▶ _EXTRACT PROVIDED_:
Despite her negative image in the media, Lindsay Lohan is a remarkable young actress who first made audiences take notice in the fun and refreshing teen comedy Mean Girls. Lohan has stumbled a bit in subsequent adolescently-geared projects like Herbie: Fully Loaded and Just My Luck, but she has also successfully separated herself from her teen queen image by taking on supporting roles in Robert Altman's A Prairie Home Companion and Emilio Estevez's Bobby. Lohan continues her dramatic turn in director Gary Marshall's latest film Georgia Rule.

Lohan stars as Rachel, a reckless teenager sent by her mother Lilly (Felicity Huffman) and stepfather Arnold (Cary Elwes) to live with her grandmother Georgia (Jane Fonda) in a small-town in Idaho for the summer before her freshman year of college. Rachel immediately begins her visit on the wrong foot, foolishly seducing the ignorant and innocent Mormon boy Harlan (Garrett Hedlund), and dropping an unexpected bombshell in a conversation with her new boss, local veterinarian Simon (Dermot Mulroney).

Rachel disposes of the fact that she has been sexually abused by her stepfather Arnold since she was twelve-years old, which shocks and worries her grandmother Georgia. Georgia alerts Rachel's unaware mother Lilly about the ongoing abuse, but Lilly has a hard time trusting her wild child based on Rachel's careless behavior over the years.

Georgia Rule sparked a ton of media attention in the summer of 2006 when Morgan Creek Productions CEO James G. Robinson's warning letter to Lohan about her discourteous, irresponsible and unprofessional conduct on the set of the movie was endangering the quality of the picture. Yet Lohan, who was recently named the hottest woman in the world by Maxim magazine, turns in the best performance in the film and the best performance of her young career.

▶ _YOUR TASK_:
Using the review above, explain why Lilly has trouble accepting what Georgia tells her about Rachel.

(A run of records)
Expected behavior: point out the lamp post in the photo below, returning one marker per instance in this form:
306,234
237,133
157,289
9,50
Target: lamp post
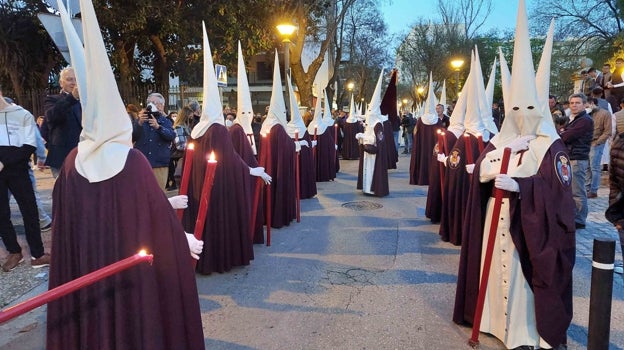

▶ _RESULT_:
Lilly has a hard time trusting Rachel because of Rachel's careless behavior over the years. When Georgia alerts her to the ongoing abuse by Arnold, Lilly's doubts about her wild child make it hard for her to believe it.